Reproduce all of the items below line for line, changing nothing.

--- START MATERIAL SUPPLIED ---

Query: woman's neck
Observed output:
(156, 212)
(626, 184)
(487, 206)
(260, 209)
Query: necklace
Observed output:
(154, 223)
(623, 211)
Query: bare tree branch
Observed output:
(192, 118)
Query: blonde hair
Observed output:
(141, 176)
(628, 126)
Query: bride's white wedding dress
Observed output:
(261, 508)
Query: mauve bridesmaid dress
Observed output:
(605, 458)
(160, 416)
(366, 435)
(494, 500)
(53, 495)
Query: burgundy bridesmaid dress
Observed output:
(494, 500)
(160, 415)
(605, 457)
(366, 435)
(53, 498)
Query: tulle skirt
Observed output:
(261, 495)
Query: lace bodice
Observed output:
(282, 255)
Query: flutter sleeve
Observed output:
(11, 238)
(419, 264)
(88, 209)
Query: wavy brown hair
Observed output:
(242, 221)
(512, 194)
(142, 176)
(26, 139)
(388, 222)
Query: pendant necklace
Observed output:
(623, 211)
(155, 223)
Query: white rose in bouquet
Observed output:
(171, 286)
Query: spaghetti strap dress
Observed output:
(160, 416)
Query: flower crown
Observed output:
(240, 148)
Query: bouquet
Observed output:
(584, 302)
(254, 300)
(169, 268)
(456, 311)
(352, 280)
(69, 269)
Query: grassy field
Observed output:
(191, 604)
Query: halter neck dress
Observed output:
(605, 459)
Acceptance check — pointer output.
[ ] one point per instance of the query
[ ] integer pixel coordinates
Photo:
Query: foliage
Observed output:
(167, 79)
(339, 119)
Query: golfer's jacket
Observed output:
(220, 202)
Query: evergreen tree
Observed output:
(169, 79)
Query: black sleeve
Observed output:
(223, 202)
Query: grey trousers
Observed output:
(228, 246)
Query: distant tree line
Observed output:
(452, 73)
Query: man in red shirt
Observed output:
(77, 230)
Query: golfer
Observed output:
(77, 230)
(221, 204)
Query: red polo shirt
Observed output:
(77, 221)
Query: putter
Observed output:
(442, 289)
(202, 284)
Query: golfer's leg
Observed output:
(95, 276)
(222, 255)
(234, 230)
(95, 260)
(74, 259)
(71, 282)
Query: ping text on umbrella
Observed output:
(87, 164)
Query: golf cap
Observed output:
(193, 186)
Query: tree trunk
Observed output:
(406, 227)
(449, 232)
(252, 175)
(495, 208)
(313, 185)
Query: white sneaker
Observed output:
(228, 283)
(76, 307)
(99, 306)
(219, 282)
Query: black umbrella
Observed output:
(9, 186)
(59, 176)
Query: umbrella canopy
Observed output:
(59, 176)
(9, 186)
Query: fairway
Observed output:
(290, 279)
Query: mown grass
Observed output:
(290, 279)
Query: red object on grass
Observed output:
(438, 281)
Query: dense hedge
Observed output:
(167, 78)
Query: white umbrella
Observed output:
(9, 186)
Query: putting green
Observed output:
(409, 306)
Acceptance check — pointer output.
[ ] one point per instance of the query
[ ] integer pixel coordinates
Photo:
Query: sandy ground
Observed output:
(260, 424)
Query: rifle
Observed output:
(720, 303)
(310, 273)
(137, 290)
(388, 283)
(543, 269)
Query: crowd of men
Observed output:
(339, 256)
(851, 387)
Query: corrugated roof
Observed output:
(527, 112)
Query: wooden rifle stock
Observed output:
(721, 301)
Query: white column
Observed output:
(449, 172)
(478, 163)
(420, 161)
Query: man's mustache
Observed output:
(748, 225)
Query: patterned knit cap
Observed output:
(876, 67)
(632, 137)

--- END MATERIAL SUPPLIED ---

-- OUTPUT OF THE EXERCISE --
Query: woman's neck
Observed output:
(156, 212)
(626, 184)
(487, 206)
(260, 209)
Query: necklace
Observed output:
(154, 223)
(623, 211)
Query: bare tree branch
Observed output:
(192, 118)
Query: blonde hair
Observed output:
(141, 176)
(628, 126)
Query: bride's white wedding dress
Observed output:
(261, 508)
Query: mauve bridesmaid dress
Observed output:
(605, 458)
(160, 416)
(366, 435)
(494, 500)
(53, 495)
Query: burgundy bridesmaid dress
Observed output:
(494, 500)
(160, 415)
(605, 457)
(366, 435)
(53, 498)
Query: tulle skirt
Observed output:
(261, 495)
Query: lace bodice
Observed output:
(282, 255)
Query: flutter sleeve
Observed output:
(11, 238)
(419, 264)
(88, 209)
Query: wavy brown hair
Observed output:
(242, 221)
(512, 194)
(142, 176)
(26, 139)
(388, 222)
Query: pendant necklace
Observed output:
(623, 211)
(155, 223)
Query: white rose in bouquet
Observed output:
(171, 286)
Query: spaghetti strap dress
Observed output:
(160, 416)
Query: flower crown
Observed output:
(240, 148)
Query: bouquet
Observed output:
(584, 302)
(254, 300)
(169, 268)
(456, 311)
(352, 280)
(69, 269)
Query: grassy field
Observed output:
(191, 604)
Query: halter neck dress
Observed output:
(605, 459)
Acceptance check — pointer output.
[ ] one point per instance of the query
[ ] integer pixel coordinates
Photo:
Query: foliage
Observed output:
(167, 79)
(339, 119)
Query: golfer's jacket
Observed output:
(220, 202)
Query: evergreen tree
Observed output:
(169, 79)
Query: black sleeve
Observed output:
(223, 202)
Query: grey trousers
Observed output:
(228, 246)
Query: distant tree line
Observed output:
(452, 73)
Query: man in red shirt
Observed output:
(77, 230)
Query: golfer
Observed output:
(77, 230)
(221, 204)
Query: red polo shirt
Observed output:
(77, 221)
Query: putter
Observed output:
(442, 289)
(202, 284)
Query: golfer's leg
Observed output:
(95, 276)
(222, 255)
(234, 230)
(95, 260)
(74, 259)
(71, 282)
Query: ping text on umbrella
Observed output:
(87, 164)
Query: golf cap
Observed output:
(193, 186)
Query: tree trunk
Observed output:
(406, 227)
(449, 232)
(252, 175)
(495, 208)
(313, 185)
Query: white sneaker
Observed output:
(228, 283)
(76, 307)
(99, 306)
(219, 282)
Query: black umbrella
Observed output:
(9, 186)
(59, 176)
Query: umbrella canopy
Observed output:
(59, 176)
(9, 186)
Query: fairway
Observed output:
(290, 279)
Query: mown grass
Observed output:
(290, 279)
Query: red object on grass
Observed output:
(438, 281)
Query: dense hedge
Observed output:
(167, 78)
Query: white umbrella
Observed output:
(9, 186)
Query: putting green
Observed output:
(409, 306)
Acceptance check — pointer output.
[ ] one point per instance of the query
[ ] integer pixel coordinates
Photo:
Query: sandy ground
Observed output:
(260, 424)
Query: rifle
Observed output:
(720, 303)
(310, 273)
(137, 290)
(388, 283)
(543, 269)
Query: crowd of men
Observed output:
(339, 256)
(851, 387)
Query: corrugated roof
Observed output:
(527, 112)
Query: wooden rifle stock
Observed output:
(721, 301)
Query: white column
Observed output:
(449, 172)
(478, 163)
(420, 161)
Query: man's mustache
Observed output:
(748, 225)
Query: patterned knit cap
Observed output:
(876, 67)
(632, 137)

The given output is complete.